Start of Provided passage

Presently, anyone making inter-state taxable supplies, except inter-State job worker, is compulsorily required to register, irrespective of turnover.  It has now been decided to exempt those service providers whose annual aggregate turnover is less than Rs 20 lakh (Rs 10 lakh in special category states except J & K) from obtaining registration even if they are making inter-State taxable supplies of services. This measure is expected to significantly reduce the compliance cost of small service providers.


To facilitate the ease of payment and return filing for small and medium businesses with annual aggregate turnover up to Rs 1.5 crores, it has been decided that such taxpayers shall be required to file quarterly returns in FORM GSTR-1,2 & 3 and pay taxes only on a quarterly basis, starting from the Third Quarter of this Financial Year i.e. October-December, 2017. The registered buyers from such small taxpayers would be eligible to avail ITC on a monthly basis. The due dates for filing the quarterly returns for such taxpayers shall be announced in due course. Meanwhile, all taxpayers will be required to file FORM GSTR-3B on a monthly basis till December, 2017. All taxpayers are also required to file FORM GSTR-1, 2 & 3 for the months of July, August and September, 2017. Due dates for filing the returns for the month of July, 2017 have already been announced. The due dates for the months of August and September, 2017 will be announced in due course.

End of Provided passage
Start of Information shown

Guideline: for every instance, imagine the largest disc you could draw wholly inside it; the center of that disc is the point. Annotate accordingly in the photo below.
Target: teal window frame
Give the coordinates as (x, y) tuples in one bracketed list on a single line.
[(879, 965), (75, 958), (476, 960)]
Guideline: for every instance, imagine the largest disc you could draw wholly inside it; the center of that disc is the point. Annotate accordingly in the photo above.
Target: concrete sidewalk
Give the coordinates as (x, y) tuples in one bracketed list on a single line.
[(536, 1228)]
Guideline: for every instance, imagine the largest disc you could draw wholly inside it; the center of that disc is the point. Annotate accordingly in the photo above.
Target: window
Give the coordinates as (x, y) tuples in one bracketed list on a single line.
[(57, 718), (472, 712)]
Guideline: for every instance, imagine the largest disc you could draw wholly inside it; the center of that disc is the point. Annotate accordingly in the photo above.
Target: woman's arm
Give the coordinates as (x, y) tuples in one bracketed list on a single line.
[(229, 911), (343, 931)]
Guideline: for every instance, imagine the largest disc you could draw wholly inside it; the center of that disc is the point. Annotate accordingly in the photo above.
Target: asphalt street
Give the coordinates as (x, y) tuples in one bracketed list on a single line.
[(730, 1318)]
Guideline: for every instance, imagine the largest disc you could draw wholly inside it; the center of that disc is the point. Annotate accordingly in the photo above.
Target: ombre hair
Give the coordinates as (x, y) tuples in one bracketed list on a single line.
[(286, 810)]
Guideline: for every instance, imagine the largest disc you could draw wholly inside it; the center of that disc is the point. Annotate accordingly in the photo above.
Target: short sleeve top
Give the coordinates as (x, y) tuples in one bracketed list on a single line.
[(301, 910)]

End of Information shown

**Things to do**
1: Reproduce the part of the GST passage that opens with the words containing "Presently, anyone making" and closes with "small service providers.".
2: According to the GST passage, how often must all taxpayers file FORM GSTR-3B until December 2017?

**Numbered answers**
1:
Presently, anyone making inter-state taxable supplies, except inter-State job worker, is compulsorily required to register, irrespective of turnover.  It has now been decided to exempt those service providers whose annual aggregate turnover is less than Rs 20 lakh (Rs 10 lakh in special category states except J & K) from obtaining registration even if they are making inter-State taxable supplies of services. This measure is expected to significantly reduce the compliance cost of small service providers.

2: On a monthly basis.